TASK GOAL —
Copy everything in the audio watermarking text from "Depending on the kind" down to "and the like).", replacing "observers" with "listeners".

EXTRACT TO READ —
• • •

The problems associated with copyrights and the protection of intellectual property rights (IPR) generally arise from the transition from analog to digital data representation. Easy bit-by-bit reproductions of originals and the simple distribution of information across networks cause additional problems. However, one way IPR can be protected is by integrating copyright information directly into the data. This technique is referred to as "digital watermarking."

In general, there are both secret watermarks and public watermarks. Secret watermarks can be used as authentication and content-integrity mechanisms. This implies that the watermark is a secured link readable only by authorized persons with knowledge of the secret key. Public watermarks, on the other hand, act as information carriers, and the watermark is readable to everybody. These public watermarks are detectable or removable by third parties.

Audio watermarking has a number of applications, including:

Copyright protection. Copyright owners can be authenticated by a secret key for reading a secret watermark.
Monitoring copying. Embedding secret watermarks to trace illegal copying.
Fingerprinting. In point-to-point distribution environments, information about authenticated customers can be embedded as secret watermarks prior to secure delivery of the data.
Detection of content manipulation. Determining whether tampering (content manipulation) of the authorized state has occurred.
Information carrier. A public watermark embedded in the datastream can act as a link to external databases storing information about copyright and license conditions.

Depending on the kind of watermark and its intended use, watermarking techniques have various properties. For instance, in terms of signal-processing properties, the watermark should not be perceivable by observers, but should be robust against intentional or anticipated manipulations (compression, filtering, resampling, requantization, cropping, scaling, and the like).

As for security properties, the watermarking procedure should rely on a key to ensure security — not the algorithm's secrecy — and the watermark should be statistically undetectable. Furthermore, the algorithm should have a mathematical formulation and be published. The coding procedure should be symmetric or asymmetric (in the same sense as public-key cryptographic algorithms), depending on the application. Also, the procedure should be able to withstand collusion attacks that use multiple watermarked copies.

Finally, the watermark algorithm should support real-time processing; be adjustable to different degrees of robustness, quality, and amount of data; tunable to different media; and should support simultaneous embedding of multiple watermarks.

The Watermarking Method

To implement watermarks, the large amount of data of typical CD-quality audio signals makes it possible for you to use statistical methods that rely on large sets. The method I'll present here is a statistical algorithm working in the Fourier domain. It embeds 1 bit of the watermark in every timeslice of about 116 milliseconds and doesn't need the original audio stream or additional data to read the watermark. The algorithms are based on the Patchwork approach (see "Techniques for Data Hiding," by W. Bender, D. Gruhl, N. Morimoto, and A. Lu, IBM Systems Journal, 1996). Similar methods work in the time domain (see "Robust Audio Watermarking in the Time Domain," by P. Bassia and I. Pitas, Proceedings of Eusipco-98, Ninth European Signal Processing Conference, September 1998). The audio watermarking method presented here has been adapted to the frequency domain and does not require the original audio track to detect the watermark.

• • •

DATA SECTION —
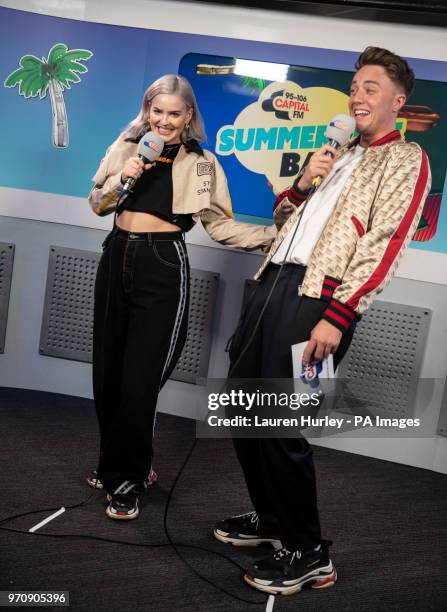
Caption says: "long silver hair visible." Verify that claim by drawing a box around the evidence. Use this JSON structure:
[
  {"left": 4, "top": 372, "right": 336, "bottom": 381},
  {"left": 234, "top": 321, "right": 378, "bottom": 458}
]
[{"left": 123, "top": 74, "right": 206, "bottom": 142}]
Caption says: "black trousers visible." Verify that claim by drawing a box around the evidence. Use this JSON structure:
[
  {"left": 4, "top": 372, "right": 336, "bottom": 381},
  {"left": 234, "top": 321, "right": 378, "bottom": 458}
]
[
  {"left": 93, "top": 228, "right": 189, "bottom": 492},
  {"left": 230, "top": 264, "right": 354, "bottom": 550}
]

• • •

RESULT FOR THIS TASK —
Depending on the kind of watermark and its intended use, watermarking techniques have various properties. For instance, in terms of signal-processing properties, the watermark should not be perceivable by listeners, but should be robust against intentional or anticipated manipulations (compression, filtering, resampling, requantization, cropping, scaling, and the like).